* BEGIN Provided passage *

FIG. 4 is a flow chart detailing the process of generating the total daily demand forecast based upon the model developed in FIG. 3. The forecast execution process consists querying the database for the forecast or scheduled driver values for a selected operating area and time frame, retrieving the previously stored model information created for that area, and then evaluating the model using the queried driver information as its inputs. As stated, this candidate forecast is then analyzed graphically and statistically to determine its adequacy. If it is deemed appropriate, it is kept and exported to the next step in the process. Otherwise, it is set aside and the analyst will have the opportunity to go back and choose a different model and try again, or manually override the result if necessary. As shown at block 41, the user must first select criteria such as the operating area and date range for which the forecast is to be made executed. The total daily demand model as was saved in the database in the datamart is retrieved and applied to data. Once the forecast has been executed, the results are viewed in graphical format and evaluated. If the forecast is considered acceptable, it is stored in the database. If the forecast is not considered acceptable, the process may be repeated. The system and method of the present invention ensures that executing forecasts allow for manual adjustment so that the forecasts are as accurate as possible.

* END Provided passage *
* BEGIN Supplied material *

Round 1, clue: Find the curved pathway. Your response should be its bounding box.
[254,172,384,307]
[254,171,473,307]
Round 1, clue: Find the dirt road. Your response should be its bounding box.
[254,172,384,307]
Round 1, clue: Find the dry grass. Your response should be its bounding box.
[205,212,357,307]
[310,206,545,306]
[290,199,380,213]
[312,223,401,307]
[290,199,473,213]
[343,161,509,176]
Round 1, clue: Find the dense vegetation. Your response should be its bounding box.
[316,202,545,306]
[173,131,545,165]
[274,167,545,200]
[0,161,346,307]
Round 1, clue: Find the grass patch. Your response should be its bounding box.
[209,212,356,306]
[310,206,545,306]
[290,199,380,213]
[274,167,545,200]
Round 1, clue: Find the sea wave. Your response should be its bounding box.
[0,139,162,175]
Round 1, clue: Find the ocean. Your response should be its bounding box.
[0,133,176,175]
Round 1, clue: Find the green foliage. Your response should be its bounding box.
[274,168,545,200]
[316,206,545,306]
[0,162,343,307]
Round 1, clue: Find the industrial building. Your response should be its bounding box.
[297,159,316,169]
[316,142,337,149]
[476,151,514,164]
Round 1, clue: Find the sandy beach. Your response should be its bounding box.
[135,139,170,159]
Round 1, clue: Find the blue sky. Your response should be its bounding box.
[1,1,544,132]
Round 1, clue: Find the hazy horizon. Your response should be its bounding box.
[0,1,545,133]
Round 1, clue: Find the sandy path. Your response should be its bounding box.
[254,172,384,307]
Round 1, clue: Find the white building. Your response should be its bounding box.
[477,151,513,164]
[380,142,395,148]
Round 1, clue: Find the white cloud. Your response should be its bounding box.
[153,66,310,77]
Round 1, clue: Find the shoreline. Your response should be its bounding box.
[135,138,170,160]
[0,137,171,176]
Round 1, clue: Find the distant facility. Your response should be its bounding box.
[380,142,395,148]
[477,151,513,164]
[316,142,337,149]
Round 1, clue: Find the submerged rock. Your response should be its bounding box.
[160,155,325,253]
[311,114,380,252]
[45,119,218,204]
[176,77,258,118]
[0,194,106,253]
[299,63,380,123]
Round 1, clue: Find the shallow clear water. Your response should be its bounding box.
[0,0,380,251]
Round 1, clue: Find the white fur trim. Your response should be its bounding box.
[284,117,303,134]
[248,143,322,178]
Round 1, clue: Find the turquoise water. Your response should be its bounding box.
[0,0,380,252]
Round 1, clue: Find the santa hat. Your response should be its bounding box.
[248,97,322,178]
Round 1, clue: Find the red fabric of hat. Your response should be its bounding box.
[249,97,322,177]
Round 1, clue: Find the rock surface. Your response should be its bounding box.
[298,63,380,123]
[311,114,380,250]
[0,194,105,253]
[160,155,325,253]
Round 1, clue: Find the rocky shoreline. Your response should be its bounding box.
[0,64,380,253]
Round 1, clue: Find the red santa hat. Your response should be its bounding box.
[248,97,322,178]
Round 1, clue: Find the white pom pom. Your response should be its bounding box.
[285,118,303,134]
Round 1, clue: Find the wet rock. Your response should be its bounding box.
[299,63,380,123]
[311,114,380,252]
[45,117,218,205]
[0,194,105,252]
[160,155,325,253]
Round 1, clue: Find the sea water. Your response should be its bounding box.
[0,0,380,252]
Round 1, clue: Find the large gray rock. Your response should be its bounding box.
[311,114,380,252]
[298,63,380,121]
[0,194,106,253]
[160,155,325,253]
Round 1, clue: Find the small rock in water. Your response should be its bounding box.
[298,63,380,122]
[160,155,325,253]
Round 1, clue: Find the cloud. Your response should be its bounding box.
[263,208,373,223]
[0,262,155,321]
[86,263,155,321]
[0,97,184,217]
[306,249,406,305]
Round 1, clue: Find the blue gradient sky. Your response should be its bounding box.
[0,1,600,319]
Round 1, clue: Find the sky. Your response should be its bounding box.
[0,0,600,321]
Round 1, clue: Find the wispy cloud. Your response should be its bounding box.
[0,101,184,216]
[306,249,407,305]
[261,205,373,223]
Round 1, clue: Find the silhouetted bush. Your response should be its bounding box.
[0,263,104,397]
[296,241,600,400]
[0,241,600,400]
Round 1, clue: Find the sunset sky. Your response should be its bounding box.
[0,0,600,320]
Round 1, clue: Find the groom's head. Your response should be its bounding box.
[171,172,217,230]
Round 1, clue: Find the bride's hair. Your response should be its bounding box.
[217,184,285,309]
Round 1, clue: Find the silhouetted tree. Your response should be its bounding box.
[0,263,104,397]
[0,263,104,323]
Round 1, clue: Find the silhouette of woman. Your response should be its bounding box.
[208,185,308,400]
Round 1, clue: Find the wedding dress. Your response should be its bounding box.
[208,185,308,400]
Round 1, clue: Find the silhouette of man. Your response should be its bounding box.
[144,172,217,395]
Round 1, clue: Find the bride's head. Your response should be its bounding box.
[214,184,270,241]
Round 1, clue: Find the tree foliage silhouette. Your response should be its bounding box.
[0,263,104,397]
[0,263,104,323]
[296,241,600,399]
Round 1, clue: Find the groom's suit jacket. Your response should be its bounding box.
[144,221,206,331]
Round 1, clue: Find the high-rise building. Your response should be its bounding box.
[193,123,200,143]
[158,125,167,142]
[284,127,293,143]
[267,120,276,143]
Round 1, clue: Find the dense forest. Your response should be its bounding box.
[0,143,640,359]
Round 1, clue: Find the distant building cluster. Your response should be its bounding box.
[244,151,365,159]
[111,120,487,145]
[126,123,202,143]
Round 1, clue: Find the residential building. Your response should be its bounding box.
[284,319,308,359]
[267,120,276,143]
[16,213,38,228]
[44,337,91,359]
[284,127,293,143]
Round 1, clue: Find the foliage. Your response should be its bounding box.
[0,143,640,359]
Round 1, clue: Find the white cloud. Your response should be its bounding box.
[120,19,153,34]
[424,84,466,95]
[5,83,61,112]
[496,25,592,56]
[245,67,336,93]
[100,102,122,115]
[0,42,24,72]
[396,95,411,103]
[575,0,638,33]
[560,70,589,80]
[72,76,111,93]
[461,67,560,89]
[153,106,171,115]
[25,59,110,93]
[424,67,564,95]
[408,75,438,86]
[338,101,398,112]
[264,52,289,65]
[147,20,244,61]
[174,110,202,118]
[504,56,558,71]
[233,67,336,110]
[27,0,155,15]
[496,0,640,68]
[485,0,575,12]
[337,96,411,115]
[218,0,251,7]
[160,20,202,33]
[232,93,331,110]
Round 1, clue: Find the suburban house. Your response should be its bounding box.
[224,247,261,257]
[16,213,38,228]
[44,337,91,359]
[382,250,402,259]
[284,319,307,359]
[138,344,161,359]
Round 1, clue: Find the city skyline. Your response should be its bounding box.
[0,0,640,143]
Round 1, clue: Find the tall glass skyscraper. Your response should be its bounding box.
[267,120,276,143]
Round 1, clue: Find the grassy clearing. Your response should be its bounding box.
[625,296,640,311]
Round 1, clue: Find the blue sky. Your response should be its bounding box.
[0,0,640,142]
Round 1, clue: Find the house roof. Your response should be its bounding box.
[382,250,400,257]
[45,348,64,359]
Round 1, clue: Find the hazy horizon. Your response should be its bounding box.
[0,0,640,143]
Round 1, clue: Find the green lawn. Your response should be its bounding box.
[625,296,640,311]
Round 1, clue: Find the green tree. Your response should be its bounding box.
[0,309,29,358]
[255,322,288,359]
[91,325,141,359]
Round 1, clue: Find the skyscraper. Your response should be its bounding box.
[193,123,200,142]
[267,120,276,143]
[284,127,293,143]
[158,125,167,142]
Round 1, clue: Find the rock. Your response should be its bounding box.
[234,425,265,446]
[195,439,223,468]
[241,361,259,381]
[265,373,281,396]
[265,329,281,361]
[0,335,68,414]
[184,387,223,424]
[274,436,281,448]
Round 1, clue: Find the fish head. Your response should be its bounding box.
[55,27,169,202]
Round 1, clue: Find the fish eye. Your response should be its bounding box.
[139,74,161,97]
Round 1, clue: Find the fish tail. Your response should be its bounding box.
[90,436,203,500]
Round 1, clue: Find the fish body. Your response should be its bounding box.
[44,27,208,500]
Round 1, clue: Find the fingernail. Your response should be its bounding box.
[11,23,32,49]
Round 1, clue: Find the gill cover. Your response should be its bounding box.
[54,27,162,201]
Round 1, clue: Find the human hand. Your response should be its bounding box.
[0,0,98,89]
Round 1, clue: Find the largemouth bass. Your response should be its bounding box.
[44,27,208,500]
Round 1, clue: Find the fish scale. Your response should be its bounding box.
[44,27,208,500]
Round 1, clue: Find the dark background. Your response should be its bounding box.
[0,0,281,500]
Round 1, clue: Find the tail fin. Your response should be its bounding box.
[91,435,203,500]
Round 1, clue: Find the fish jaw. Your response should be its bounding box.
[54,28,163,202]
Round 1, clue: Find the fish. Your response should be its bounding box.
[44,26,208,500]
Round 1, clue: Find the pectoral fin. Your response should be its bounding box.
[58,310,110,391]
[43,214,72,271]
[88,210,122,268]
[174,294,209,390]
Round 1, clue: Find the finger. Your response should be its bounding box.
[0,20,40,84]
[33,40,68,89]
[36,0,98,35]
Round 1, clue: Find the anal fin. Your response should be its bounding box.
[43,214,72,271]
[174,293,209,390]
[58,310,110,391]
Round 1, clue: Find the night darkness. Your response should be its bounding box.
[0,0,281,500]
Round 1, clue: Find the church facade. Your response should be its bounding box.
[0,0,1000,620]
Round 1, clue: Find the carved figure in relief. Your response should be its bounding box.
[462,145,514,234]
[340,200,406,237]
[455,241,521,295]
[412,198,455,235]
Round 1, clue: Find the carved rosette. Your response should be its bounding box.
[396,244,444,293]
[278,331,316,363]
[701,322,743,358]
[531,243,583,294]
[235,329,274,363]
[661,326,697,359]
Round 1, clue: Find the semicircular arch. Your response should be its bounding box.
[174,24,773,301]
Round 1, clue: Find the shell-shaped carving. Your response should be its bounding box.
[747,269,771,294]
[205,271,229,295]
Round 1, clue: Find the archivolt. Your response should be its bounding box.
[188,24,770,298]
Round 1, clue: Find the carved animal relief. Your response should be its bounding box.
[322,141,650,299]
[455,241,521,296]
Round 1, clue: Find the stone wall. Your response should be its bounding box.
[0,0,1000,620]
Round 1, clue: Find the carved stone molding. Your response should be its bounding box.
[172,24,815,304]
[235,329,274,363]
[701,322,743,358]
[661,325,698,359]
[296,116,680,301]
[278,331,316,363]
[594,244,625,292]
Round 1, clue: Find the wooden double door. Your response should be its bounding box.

* END Supplied material *

To be done —
[1] In the listing, rewrite the lines between the one holding "Round 1, clue: Find the white pom" and the one holding "[214,184,270,241]", inclusive, with "silhouetted" changed to "shadowed" and nothing else altered. Return only those lines.
[2] Carry on the passage about executing the total daily demand forecast from its final sentence.

Final results —
[1]
Round 1, clue: Find the white pom pom. Your response should be its bounding box.
[285,118,303,134]
Round 1, clue: Find the wet rock. Your response should be its bounding box.
[299,63,380,123]
[311,114,380,252]
[45,117,218,205]
[0,194,105,252]
[160,155,325,253]
Round 1, clue: Find the sea water. Your response should be its bounding box.
[0,0,380,252]
Round 1, clue: Find the large gray rock. Your response should be its bounding box.
[311,114,380,252]
[298,63,380,121]
[0,194,106,253]
[160,155,325,253]
Round 1, clue: Find the small rock in water. Your response should be its bounding box.
[298,63,380,122]
[160,155,325,253]
Round 1, clue: Find the cloud. Your response should be its bounding box.
[263,208,373,223]
[0,262,155,321]
[86,263,155,321]
[0,97,184,217]
[306,249,406,305]
Round 1, clue: Find the blue gradient sky. Your response should be its bounding box.
[0,1,600,319]
Round 1, clue: Find the sky. Your response should be its bounding box.
[0,0,600,321]
Round 1, clue: Find the wispy cloud. Your response should be its bounding box.
[0,101,184,216]
[306,249,407,305]
[261,205,373,223]
Round 1, clue: Find the shadowed bush. Your response should be its bounding box.
[0,263,104,397]
[296,241,600,400]
[0,241,600,400]
Round 1, clue: Find the sunset sky. Your response should be its bounding box.
[0,0,600,320]
Round 1, clue: Find the groom's head. Your response should be its bounding box.
[171,172,217,230]
Round 1, clue: Find the bride's hair. Your response should be its bounding box.
[217,184,285,309]
Round 1, clue: Find the shadowed tree. Your response should be its bounding box.
[0,263,104,397]
[0,263,104,323]
Round 1, clue: Find the silhouette of woman. Your response should be its bounding box.
[208,185,308,400]
Round 1, clue: Find the wedding dress. Your response should be its bounding box.
[208,185,308,400]
Round 1, clue: Find the silhouette of man. Your response should be its bounding box.
[144,172,217,395]
Round 1, clue: Find the bride's head. Your response should be its bounding box.
[214,184,270,241]

[2]
FIG. 5 is a flow chart detailing the process of creating a model that will be used in distributing forecasted daily demand throughout the day. The purpose of the distribution model is to examine the relationship between business drivers or operating conditions and the typical daily allocation of demand in fifteen minute intervals. It does this by grouping days into partitions according to the different scenarios defined by the business drivers selected. For example, if park opening and closing times are chosen as drivers, a different partition will be created for each combination of open and close which occurred within the selected historical period. For each of these partitions, the historical demand will be normalized into percentages of total day demand for each fifteen minute period, and then these percentages are aggregated (averaged or smoothed) across the days in the partition to develop a representative daily demand profile estimate for each partition. These profiles are then iteratively analyzed individually and compared with each other graphically to develop an optimal model. This consists primarily of two steps; first, examining confidence intervals around each fifteen minute period's capture estimate within an individual profile to ensure that the drivers have successfully reduced the data down to a group of consistent or homogenous days (with all outliers removed); and second, comparing the charted profiles and upper and lower confidence curves to verify that the various partitions are in fact distinct and optimally separated by the selected drivers.
FIG. 6 is a flow chart of the process of generating distribution forecasts based on the model created in FIG. 5. Historical data is first retrieved from the database and summarized based on criteria such as date, operating hours and stored distribution drivers. The data is then normalized such that each time increment is stated as a percentage of the total daily demand. For each driver value, the average is calculated or exponential smoothing is performed by time increment. The total daily demand is then distributed based on calculated demand profiles. If the forecast is accepted, it is then stored in the database. A distribution in small time increments is then calculated, saved, and sent to the scheduling system.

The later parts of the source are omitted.